(WHAT YOU NEED TO DO):
Please reproduce the material, starting with the line containing "Mark a point on every instance of the road surface, with" and going on through the end of the material, and leave the pictures out. In your copy, multiply every point coordinate in the answers by 1.4 and round each result to a whole number with halves going up, keeping every other number unchanged.

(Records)
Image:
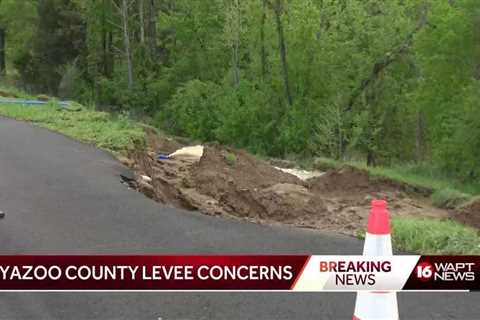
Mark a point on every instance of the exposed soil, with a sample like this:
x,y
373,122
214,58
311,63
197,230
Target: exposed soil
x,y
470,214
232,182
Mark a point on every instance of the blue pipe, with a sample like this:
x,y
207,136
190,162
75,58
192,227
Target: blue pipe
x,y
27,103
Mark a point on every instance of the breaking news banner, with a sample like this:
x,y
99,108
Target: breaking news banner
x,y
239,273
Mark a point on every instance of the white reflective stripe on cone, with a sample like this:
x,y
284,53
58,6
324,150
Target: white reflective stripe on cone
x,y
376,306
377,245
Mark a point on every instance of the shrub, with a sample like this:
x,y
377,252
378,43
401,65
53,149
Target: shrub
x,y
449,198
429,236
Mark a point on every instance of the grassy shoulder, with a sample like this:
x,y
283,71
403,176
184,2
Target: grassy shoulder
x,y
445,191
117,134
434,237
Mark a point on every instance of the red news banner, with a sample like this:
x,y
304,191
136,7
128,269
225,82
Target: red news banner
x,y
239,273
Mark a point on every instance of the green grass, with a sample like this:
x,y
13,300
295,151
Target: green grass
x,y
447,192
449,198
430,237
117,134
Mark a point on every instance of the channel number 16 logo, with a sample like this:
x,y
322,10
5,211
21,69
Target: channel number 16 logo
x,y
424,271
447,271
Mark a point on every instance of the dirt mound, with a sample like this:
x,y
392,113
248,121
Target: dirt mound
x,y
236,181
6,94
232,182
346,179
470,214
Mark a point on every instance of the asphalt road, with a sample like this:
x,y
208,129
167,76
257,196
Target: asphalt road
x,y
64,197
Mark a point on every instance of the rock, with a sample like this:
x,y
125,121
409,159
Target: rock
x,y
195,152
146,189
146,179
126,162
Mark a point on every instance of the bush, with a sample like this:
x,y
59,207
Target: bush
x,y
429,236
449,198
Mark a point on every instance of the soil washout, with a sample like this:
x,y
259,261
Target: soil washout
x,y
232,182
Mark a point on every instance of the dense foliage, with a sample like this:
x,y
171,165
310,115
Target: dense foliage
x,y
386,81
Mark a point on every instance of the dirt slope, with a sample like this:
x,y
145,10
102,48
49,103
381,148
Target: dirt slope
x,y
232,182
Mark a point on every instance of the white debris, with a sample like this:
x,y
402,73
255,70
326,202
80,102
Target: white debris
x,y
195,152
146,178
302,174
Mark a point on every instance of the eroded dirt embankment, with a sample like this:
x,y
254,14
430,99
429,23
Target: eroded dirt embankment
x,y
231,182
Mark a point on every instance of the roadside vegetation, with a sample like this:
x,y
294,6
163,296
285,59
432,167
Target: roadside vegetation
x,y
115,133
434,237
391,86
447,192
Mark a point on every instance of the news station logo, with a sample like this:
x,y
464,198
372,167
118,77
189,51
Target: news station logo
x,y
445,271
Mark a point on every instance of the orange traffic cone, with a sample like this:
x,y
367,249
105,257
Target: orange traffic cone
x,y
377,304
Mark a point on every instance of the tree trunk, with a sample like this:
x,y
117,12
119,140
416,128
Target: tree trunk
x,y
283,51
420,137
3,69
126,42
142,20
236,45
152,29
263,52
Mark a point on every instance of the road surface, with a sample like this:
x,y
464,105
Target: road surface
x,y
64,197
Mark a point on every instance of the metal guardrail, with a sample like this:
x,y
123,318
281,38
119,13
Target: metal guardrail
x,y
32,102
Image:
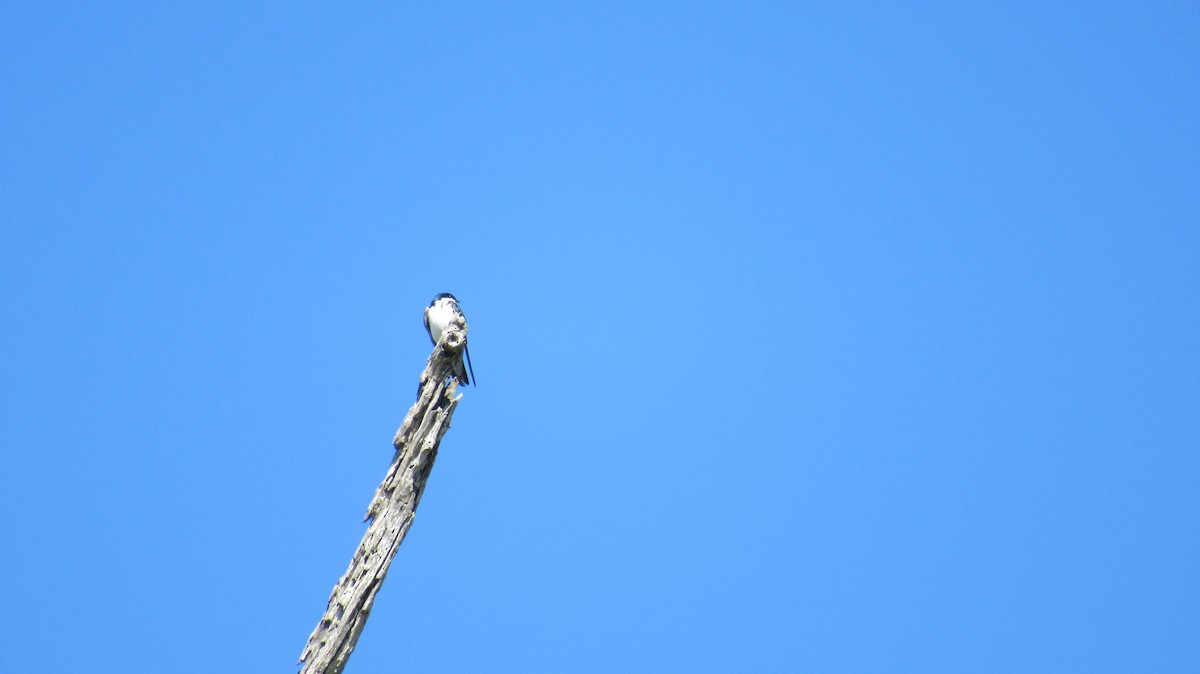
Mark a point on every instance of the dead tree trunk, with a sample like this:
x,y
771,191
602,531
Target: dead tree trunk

(RIGHT ANSWER):
Mark a point on every instance of the road surface, with a sample like this:
x,y
464,105
Target: road surface
x,y
90,276
Mark a point on every instance of the metal guardrail, with a sample like this:
x,y
123,318
281,38
119,13
Target: metal guardrail
x,y
45,143
Image:
Mark a point on every instance of the dead tree trunk, with a sample like this:
x,y
771,191
602,531
Target: dead tree trunk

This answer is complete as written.